▶ **EXERCICE 1**: Pouvez-vous modifier l'extrait de « En 1979, Najî » à « du 18ème siècle. » en y remplaçant « Damas » par « Bagdad », puis recopier cette portion ainsi modifiée ?

Né en 1938 à Shajra, entre Tibériade et Nazareth, il a dix ans lorsqu’il est contraint de s’exiler dans le camp d’Ain al-Hilwey, au sud du Liban. Là-bas, il obtient l’équivalent du brevet à l’école de l’Union des églises chrétiennes. Il part ensuite à Tripoli, où il restera deux ans à l’école professionnelle des Carmes. Après cela, il reste un moment à Beyrouth, au camp de Chatila. En 1957, il se rend en Arabie Saoudite où il travaille pendant deux ans en tant que mécanicien automobile. Il retourne ensuite au Liban, et rejoint le Mouvement nationaliste arabe (MNA) en 1959. Avec ses amis du MNA, il crée le journal politique manuscrit : Al-Sarkha -« الصرخة », le Cri-. Fraîchement entré à l’Académie des arts du Liban, il est emprisonné sous prétexte politique en 1960. Après sa libération, il travaille comme professeur de dessin au collège Ja’fariya de Tyr. Remarqué par l’écrivain et militant politique Ghassan Kanafani, Najî al-Alî est publié pour la première fois le 25 septembre 1961, dans le numéro 88 du journal libanais Al-Hurriya – « الحرية », Liberté. Deux ans plus tard, il part au Koweït en tant qu’éditeur, caricaturiste et producteur du journal nationaliste arabe Al-Tali’a. En 1968, il rejoint le quotidien koweïtien Al-Sîyâsa – « السياسة », Politique-, et à partir de 1974 il débute parallèlement au quotidien libanais Al-Safir, jusqu’à l’invasion israélienne du Liban en 1982 où il sera brièvement détenu par l’armée. Il retourne ensuite au Koweït, où il prête sa plume plus aiguisée que jamais au journal Al-Qabas. Trois ans plus tard, il déménage à Londres pour rejoindre l’édition internationale du quotidien : Al-Qabas al-dawliya. Le 29 août 1987, il meurt dans le coma, trente-huit jours après avoir été touché par balle au niveau de la tempe.
Najî al-Alî, c’est plus de 40 000 caricatures. Les thèmes récurrents de ses dessins sont la souffrance et la résistance du peuple palestinien, mais également la critique aiguë des régimes arabes, et en particulier des dirigeants palestiniens. Mais l’artiste ne représente jamais en personne les politiciens qu’il vise : « Ce qui est important, c’est de dessiner des situations et des réalités, pas de dessiner des présidents et des dirigeants. » Les motifs de la terre, de la crucifixion et des jets de pierre sont omniprésents dans le travail de Najî al-Alî. Il définissait ses caricatures comme étant : « l’expression des opprimés qui paient cher leurs vies, portant sur leurs épaules le fardeau des erreurs commises par les autorités ».
En 1979, Najî al-Alî avait été élu président de la Ligue des caricaturistes arabes. Il reçût à plusieurs reprises le premier prix de l’exposition des caricaturistes arabes à Damas. En 1988, l’Association internationale des éditeurs de journaux lui décernait le « Golden Pen of Freedom » -le stylo d’or de la liberté- à titre posthume. L’Association mondiale le décrit comme l’un des plus grands caricaturistes depuis la fin du 18ème siècle.

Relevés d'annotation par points
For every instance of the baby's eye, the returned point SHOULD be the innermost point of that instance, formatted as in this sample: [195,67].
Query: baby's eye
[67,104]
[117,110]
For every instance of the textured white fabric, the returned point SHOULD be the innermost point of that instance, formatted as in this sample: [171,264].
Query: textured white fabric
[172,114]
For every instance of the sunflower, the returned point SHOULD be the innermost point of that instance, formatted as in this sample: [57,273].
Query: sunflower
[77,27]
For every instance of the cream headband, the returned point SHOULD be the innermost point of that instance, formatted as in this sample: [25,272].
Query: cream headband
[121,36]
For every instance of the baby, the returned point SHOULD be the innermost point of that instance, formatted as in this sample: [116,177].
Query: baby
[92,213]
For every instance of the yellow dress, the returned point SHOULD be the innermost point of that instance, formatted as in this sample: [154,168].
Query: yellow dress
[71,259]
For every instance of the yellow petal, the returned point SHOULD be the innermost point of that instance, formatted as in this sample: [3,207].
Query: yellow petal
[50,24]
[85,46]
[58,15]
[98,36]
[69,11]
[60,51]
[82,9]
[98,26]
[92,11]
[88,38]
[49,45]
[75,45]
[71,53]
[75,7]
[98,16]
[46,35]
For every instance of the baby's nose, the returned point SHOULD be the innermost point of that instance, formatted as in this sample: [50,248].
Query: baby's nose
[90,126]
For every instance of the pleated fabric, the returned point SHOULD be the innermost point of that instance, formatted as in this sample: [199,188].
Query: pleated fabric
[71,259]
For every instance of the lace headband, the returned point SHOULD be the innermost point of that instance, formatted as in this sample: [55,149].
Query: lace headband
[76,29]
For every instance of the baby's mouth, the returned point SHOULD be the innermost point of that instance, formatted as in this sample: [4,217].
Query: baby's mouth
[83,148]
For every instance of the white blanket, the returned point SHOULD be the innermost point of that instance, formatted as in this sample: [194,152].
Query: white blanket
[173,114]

▶ **EXERCICE 2**: Combien de lignes de la liste contiennent la chaîne « headband », la casse comptant ? Donnez uniquement le nombre.

▶ **RÉPONSE COMPLÈTE 1**:
En 1979, Najî al-Alî avait été élu président de la Ligue des caricaturistes arabes. Il reçût à plusieurs reprises le premier prix de l’exposition des caricaturistes arabes à Bagdad. En 1988, l’Association internationale des éditeurs de journaux lui décernait le « Golden Pen of Freedom » -le stylo d’or de la liberté- à titre posthume. L’Association mondiale le décrit comme l’un des plus grands caricaturistes depuis la fin du 18ème siècle.

▶ **RÉPONSE COMPLÈTE 2**: 4